> Recorded information
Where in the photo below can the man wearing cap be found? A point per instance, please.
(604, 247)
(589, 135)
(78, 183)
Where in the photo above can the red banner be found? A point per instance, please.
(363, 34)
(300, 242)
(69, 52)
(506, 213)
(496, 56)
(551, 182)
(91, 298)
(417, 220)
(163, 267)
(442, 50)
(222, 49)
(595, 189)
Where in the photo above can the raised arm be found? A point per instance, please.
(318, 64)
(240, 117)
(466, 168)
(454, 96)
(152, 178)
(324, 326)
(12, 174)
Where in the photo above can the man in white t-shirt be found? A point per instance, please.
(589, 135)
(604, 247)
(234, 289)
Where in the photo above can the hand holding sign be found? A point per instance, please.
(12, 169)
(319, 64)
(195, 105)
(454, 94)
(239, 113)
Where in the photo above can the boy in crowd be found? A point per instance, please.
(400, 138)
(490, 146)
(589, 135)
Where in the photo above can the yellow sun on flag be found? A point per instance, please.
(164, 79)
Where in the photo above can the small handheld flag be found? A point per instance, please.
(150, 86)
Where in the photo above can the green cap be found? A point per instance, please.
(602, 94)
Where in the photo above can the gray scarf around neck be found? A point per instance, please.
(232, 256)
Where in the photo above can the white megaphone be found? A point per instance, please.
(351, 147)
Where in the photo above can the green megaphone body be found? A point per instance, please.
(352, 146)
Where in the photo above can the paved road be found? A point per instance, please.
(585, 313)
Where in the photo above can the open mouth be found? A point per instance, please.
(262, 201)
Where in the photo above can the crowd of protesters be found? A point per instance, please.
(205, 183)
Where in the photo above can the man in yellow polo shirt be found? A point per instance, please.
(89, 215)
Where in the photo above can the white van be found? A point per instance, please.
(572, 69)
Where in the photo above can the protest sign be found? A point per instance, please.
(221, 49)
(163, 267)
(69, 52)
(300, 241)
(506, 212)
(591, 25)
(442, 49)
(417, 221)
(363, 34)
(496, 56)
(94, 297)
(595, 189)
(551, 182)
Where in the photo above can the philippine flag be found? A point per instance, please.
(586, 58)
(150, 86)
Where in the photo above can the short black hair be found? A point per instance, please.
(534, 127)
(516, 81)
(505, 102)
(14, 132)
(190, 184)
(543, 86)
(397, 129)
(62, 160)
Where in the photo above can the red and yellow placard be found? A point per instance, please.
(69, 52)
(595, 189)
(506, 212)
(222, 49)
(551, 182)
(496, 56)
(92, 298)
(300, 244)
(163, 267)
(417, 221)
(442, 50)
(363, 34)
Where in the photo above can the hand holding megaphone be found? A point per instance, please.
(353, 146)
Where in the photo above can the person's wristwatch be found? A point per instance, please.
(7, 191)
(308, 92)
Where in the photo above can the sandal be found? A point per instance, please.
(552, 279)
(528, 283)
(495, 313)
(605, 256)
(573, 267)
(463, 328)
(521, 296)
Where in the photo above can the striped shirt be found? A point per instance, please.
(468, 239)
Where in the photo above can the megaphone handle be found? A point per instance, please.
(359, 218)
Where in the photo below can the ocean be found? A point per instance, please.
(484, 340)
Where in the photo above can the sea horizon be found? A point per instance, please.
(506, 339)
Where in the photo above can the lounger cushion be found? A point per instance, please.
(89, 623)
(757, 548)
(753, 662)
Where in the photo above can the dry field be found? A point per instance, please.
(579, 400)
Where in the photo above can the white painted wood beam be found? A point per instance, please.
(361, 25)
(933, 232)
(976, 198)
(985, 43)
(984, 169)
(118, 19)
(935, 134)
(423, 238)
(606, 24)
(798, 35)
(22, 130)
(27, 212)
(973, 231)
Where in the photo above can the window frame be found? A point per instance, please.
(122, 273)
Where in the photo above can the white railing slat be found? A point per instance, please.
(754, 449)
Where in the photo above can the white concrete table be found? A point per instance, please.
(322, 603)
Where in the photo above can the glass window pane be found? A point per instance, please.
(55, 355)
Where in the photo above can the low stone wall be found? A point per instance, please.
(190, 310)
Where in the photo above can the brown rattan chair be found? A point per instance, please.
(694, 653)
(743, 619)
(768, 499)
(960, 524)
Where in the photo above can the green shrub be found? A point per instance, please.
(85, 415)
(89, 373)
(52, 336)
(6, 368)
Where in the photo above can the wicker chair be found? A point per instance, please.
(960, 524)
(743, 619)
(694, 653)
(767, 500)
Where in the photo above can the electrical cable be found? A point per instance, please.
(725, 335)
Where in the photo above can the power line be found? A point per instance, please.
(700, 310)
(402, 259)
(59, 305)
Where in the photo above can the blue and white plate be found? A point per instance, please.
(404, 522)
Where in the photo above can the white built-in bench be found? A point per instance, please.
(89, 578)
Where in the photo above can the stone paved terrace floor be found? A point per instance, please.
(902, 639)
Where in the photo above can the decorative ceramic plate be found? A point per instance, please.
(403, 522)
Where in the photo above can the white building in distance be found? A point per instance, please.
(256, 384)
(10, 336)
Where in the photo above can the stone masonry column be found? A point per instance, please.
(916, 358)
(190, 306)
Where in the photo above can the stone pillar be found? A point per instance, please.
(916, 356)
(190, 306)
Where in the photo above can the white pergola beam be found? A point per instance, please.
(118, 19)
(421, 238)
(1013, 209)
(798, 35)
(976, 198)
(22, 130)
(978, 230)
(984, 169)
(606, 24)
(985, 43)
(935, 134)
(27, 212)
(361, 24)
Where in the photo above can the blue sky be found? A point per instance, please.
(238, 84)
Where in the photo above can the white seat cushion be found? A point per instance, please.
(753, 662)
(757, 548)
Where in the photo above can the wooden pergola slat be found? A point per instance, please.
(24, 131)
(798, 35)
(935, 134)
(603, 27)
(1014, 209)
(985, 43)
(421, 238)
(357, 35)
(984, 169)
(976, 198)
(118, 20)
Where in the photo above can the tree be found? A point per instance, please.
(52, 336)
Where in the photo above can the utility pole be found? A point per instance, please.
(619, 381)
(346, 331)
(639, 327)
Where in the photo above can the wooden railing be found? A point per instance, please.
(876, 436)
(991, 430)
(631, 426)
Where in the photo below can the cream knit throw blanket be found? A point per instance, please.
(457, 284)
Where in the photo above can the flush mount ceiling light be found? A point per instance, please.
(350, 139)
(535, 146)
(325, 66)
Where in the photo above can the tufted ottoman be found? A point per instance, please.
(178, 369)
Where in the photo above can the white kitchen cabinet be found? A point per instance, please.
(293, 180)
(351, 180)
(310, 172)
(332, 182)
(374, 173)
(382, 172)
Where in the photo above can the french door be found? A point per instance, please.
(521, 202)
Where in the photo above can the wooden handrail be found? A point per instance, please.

> Work required
Your job is to restate all of the data word for word.

> Written solution
Where in the photo below can the man wearing cap be found? A point per instance, please.
(604, 247)
(589, 135)
(78, 183)
Where in the photo above can the red banner be found? A point per instance, please.
(363, 34)
(300, 242)
(69, 52)
(506, 213)
(496, 56)
(551, 182)
(91, 298)
(417, 220)
(163, 267)
(442, 50)
(222, 49)
(595, 189)
Where in the photo above can the raised arm be found? A point per instance, please.
(318, 64)
(240, 117)
(466, 168)
(454, 96)
(152, 178)
(324, 326)
(12, 174)
Where in the photo above can the man in white t-shirt be found? A point per instance, please.
(589, 135)
(604, 247)
(234, 289)
Where in the photo above can the hand holding sign be found? A point per instance, please.
(12, 169)
(319, 64)
(195, 105)
(454, 94)
(239, 113)
Where in the photo above can the boy in crowd be found? A point per instance, please.
(400, 138)
(490, 146)
(589, 135)
Where in the photo above can the yellow sun on flag be found? A point per instance, please.
(164, 79)
Where in the photo above can the small handheld flag be found? A point per instance, please.
(150, 86)
Where in the photo above can the green cap be found? A point per instance, please.
(602, 94)
Where in the photo above can the gray scarf around neck be found? A point per instance, please.
(232, 256)
Where in the photo above can the white megaphone be found? A point per instance, please.
(351, 147)
Where in the photo above can the green megaphone body be found? A point per instance, please.
(352, 146)
Where in the photo above can the paved road be found? A point per instance, please.
(585, 313)
Where in the photo above can the open mouth be found? A point per instance, please.
(262, 201)
Where in the photo above can the crowd of protesters be found? A point per instance, please.
(205, 183)
Where in the photo above can the man in yellow polo shirt be found? A point per instance, please.
(89, 215)
Where in the photo above can the white van be found? A point per instance, please.
(572, 69)
Where in the photo above can the protest sign be found? A point per instance, please.
(221, 49)
(163, 267)
(69, 52)
(300, 241)
(506, 212)
(591, 25)
(442, 49)
(417, 221)
(363, 34)
(496, 56)
(94, 297)
(595, 189)
(551, 182)
Where in the photo above can the philippine flag be found? A point per instance, please.
(586, 58)
(150, 86)
Where in the photo above can the short black hair be found? A point per instance, please.
(534, 127)
(516, 81)
(505, 102)
(14, 132)
(190, 184)
(543, 86)
(397, 129)
(62, 160)
Where in the photo above can the red and yellow placard be found? A point per instance, please.
(69, 52)
(595, 189)
(506, 212)
(222, 49)
(551, 182)
(496, 56)
(92, 298)
(300, 244)
(163, 267)
(417, 221)
(442, 50)
(363, 34)
Where in the photo above can the hand holding megaphone be found? A point per instance, please.
(353, 146)
Where in the photo above can the person's wristwatch be found? A point per instance, please.
(7, 191)
(308, 92)
Where in the photo above can the sandal be found? A point per instance, please.
(552, 279)
(528, 283)
(495, 313)
(605, 256)
(573, 267)
(463, 328)
(521, 296)
Where in the photo above can the striped shirt be found? A point per instance, please.
(468, 239)
Where in the photo above can the megaphone handle be found? A point per instance, please.
(359, 218)
Where in the photo below can the ocean be found? A point per instance, please.
(484, 340)
Where in the photo above can the sea horizon be found? A point per instance, please.
(506, 339)
Where in the photo above can the lounger cushion be found? A point per instance, please.
(89, 623)
(757, 548)
(753, 662)
Where in the photo above can the dry field be found? A point per instance, please.
(579, 400)
Where in the photo above can the white painted wood beam be found? A point per instance, please.
(361, 25)
(933, 232)
(976, 198)
(985, 43)
(984, 169)
(118, 19)
(935, 134)
(423, 238)
(606, 24)
(798, 35)
(22, 130)
(27, 212)
(973, 231)
Where in the photo above can the window frame be found? A point per instance, please.
(122, 273)
Where in the photo above can the white railing slat be found? A point per instance, please.
(754, 449)
Where in the photo above can the white concrete table be found? A point per instance, please.
(322, 603)
Where in the photo above can the glass window pane be found? A point per instance, please.
(55, 355)
Where in the photo above can the low stone wall be found? A point per instance, please.
(190, 310)
Where in the photo above can the brown rattan chair be found? A point per instance, please.
(694, 653)
(743, 619)
(768, 499)
(960, 524)
Where in the photo above can the green shrub be found? A point per instance, please.
(85, 415)
(89, 373)
(52, 336)
(6, 368)
Where in the photo above can the wicker chair be found? A point per instance, please.
(960, 524)
(743, 619)
(694, 653)
(767, 500)
Where in the photo above can the electrical cable be found? A point per instance, please.
(725, 335)
Where in the photo above can the power line be found? A point per instance, please.
(700, 310)
(402, 259)
(59, 305)
Where in the photo above can the blue and white plate be found? A point per instance, please.
(404, 522)
Where in the photo above can the white built-in bench be found? A point per instance, please.
(89, 578)
Where in the photo above can the stone paved terrace floor be found? A point per instance, please.
(902, 639)
Where in the photo above can the decorative ceramic plate be found? A point per instance, please.
(403, 522)
Where in the photo above can the white building in distance be found? A point per instance, please.
(256, 384)
(10, 336)
Where in the photo above can the stone masonry column be found? A point per instance, please.
(916, 358)
(190, 306)
Where in the photo above can the stone pillar be found? A point per instance, please.
(916, 356)
(190, 306)
Where in the photo above can the white pergola beam be found? A point per instance, please.
(118, 19)
(421, 238)
(1013, 209)
(798, 35)
(976, 198)
(22, 130)
(978, 230)
(984, 169)
(606, 24)
(985, 43)
(935, 134)
(27, 212)
(361, 24)
Where in the photo above can the blue sky be found? A point per instance, please.
(238, 84)
Where in the photo above can the white seat cushion be found? A point per instance, please.
(753, 662)
(757, 548)
Where in the photo above can the wooden pergola slat be found? A point per instance, please.
(24, 131)
(798, 35)
(935, 134)
(603, 27)
(1014, 209)
(985, 43)
(421, 238)
(357, 35)
(984, 169)
(976, 198)
(118, 20)
Where in the photo above can the tree be found? A point per instance, please.
(52, 336)
Where in the photo above can the utility pole be found? A point per instance, please.
(619, 381)
(346, 331)
(639, 327)
Where in the photo above can the wooden railing be found? A point per instance, please.
(876, 436)
(991, 430)
(631, 426)
Where in the photo below can the cream knit throw blanket be found? A point per instance, please.
(457, 284)
Where in the photo above can the flush mount ceiling light be found? A point per instance, please.
(350, 139)
(535, 146)
(325, 66)
Where in the photo above can the tufted ottoman be found? A point per instance, please.
(178, 369)
Where in the photo above can the white kitchen cabinet be found? A point per instance, please.
(293, 180)
(351, 180)
(310, 172)
(332, 182)
(374, 173)
(382, 172)
Where in the photo above can the french door be found? A point per instance, please.
(521, 202)
Where in the photo above can the wooden handrail be found? A point per instance, please.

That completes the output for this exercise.